Instruction »
Quote the stretch of the Euclidean domain post below from "Let $D$ be a" through "prove your claim.".

Selected excerpt »
Begin

Find a generator for ideal $(a,b)$ in an euclidean domain [Euclidean $\Rightarrow$ PID]

Question

Let $D$ be a euclidean domain and $a, b \in D$. Show that $M = \{xa + yb \ \mid \ x, y \in D\} $ is an ideal of $D$. Find $d \in D$ such that $M = \langle d \rangle$ and prove your claim.

My effort: we can extend Bezout's identity to euclidean domains (I see nothing in the proof that can't be extended here) to find $\alpha, \beta \in D$ such that $d \doteq \text{gcd } (a,b) = \alpha \cdot a + \beta \cdot b$. Then, given any $x \in D$, we have $x d = x\cdot (\alpha \cdot a + \beta \cdot b) = (x\alpha)a + (x \beta)b \in M$, therefore $\langle d \rangle \subset M$. Conversely, since $a = d m $ and $b = d n$ for some $m, n \in D$, given $xa + yb \in M$, we have $xa + yb = d(xm + yn) \in \langle d \rangle$, whence $M \subset \langle d \rangle$, and then $M = \langle d \rangle$.

End

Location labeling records
Begin

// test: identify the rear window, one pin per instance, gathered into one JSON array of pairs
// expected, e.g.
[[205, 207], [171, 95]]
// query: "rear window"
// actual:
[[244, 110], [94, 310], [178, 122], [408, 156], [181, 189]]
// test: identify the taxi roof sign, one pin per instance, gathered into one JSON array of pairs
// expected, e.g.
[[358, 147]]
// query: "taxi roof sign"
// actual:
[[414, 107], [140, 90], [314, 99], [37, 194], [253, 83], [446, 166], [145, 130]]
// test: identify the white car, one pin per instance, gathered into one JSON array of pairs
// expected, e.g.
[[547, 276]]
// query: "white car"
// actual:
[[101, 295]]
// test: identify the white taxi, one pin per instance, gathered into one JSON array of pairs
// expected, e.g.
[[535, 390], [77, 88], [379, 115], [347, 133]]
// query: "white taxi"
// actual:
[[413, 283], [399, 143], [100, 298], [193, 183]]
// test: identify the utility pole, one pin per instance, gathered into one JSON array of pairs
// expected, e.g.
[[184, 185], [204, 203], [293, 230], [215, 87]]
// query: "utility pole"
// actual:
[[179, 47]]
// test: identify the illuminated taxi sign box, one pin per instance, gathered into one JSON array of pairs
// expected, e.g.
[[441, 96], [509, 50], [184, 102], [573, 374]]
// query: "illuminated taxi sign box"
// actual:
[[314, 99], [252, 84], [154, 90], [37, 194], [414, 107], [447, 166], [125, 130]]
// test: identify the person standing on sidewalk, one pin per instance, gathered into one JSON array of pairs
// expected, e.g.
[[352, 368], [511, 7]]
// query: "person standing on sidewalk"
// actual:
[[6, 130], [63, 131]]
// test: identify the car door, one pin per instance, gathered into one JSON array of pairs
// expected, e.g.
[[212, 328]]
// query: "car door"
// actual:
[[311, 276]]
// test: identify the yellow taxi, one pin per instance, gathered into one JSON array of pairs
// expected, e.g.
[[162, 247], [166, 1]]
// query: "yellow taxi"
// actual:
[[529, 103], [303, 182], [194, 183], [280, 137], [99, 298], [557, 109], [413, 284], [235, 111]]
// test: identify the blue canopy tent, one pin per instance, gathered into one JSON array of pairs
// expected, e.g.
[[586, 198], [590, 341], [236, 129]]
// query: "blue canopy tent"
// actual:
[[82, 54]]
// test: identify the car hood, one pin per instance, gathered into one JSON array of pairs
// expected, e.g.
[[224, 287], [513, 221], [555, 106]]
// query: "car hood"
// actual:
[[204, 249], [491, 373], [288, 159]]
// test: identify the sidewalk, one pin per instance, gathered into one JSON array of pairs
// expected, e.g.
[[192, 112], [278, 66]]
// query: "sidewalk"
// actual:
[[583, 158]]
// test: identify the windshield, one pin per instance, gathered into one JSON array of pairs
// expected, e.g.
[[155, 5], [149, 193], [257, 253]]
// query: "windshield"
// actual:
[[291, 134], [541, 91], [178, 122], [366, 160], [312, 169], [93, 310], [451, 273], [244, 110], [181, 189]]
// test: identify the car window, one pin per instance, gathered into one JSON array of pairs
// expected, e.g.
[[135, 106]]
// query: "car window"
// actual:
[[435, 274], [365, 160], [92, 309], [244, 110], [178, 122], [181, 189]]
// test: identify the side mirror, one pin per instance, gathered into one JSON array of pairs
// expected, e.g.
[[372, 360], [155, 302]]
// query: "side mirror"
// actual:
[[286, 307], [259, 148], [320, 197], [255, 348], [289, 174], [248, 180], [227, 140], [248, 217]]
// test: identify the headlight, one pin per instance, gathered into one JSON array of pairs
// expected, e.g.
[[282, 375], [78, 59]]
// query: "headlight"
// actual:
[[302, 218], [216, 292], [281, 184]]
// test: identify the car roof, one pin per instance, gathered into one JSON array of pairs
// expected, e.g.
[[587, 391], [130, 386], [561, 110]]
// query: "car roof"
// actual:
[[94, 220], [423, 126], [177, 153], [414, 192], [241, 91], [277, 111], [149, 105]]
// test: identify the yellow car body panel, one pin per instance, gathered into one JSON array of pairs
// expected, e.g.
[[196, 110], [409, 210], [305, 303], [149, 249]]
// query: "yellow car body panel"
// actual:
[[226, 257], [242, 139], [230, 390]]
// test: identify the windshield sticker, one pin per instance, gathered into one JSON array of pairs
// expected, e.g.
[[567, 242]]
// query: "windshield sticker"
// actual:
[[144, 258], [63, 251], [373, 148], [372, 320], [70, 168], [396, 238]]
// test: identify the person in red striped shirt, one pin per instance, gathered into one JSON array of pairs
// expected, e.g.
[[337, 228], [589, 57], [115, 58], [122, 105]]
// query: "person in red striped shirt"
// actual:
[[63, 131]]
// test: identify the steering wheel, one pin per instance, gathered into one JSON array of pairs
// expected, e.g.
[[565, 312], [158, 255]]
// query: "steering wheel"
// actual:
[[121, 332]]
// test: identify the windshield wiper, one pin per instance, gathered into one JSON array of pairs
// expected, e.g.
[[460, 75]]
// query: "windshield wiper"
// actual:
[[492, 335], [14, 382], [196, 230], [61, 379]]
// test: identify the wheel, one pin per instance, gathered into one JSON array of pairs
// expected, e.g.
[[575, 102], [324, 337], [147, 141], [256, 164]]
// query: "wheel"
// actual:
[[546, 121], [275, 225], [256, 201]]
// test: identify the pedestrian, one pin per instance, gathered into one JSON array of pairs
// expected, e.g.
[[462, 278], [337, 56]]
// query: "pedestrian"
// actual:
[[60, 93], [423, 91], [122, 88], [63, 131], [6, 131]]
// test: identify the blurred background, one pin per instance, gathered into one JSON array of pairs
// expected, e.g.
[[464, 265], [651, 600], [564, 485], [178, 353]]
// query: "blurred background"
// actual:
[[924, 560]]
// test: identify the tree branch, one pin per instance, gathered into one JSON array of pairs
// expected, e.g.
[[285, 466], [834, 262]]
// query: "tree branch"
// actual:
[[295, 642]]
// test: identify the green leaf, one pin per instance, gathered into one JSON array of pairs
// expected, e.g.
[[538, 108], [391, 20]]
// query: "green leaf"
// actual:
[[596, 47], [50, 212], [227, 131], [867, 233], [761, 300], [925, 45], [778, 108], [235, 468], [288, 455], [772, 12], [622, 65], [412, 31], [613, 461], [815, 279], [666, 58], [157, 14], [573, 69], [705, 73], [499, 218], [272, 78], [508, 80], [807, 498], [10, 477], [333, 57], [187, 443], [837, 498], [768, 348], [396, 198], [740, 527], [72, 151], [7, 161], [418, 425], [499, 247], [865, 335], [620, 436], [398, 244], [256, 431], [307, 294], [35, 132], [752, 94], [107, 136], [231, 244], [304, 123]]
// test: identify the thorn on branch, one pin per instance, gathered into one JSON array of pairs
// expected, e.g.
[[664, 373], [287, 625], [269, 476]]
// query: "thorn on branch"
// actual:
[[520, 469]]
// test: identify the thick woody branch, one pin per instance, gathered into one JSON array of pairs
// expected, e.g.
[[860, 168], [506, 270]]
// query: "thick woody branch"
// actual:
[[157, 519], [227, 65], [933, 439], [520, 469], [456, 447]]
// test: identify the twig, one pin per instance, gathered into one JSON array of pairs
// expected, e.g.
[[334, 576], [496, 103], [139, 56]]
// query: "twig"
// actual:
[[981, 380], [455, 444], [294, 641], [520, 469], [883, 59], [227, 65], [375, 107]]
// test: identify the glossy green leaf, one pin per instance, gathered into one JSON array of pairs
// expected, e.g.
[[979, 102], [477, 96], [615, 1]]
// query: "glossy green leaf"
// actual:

End

Response below »
Let $D$ be a euclidean domain and $a, b \in D$. Show that $M = \{xa + yb \ \mid \ x, y \in D\} $ is an ideal of $D$. Find $d \in D$ such that $M = \langle d \rangle$ and prove your claim.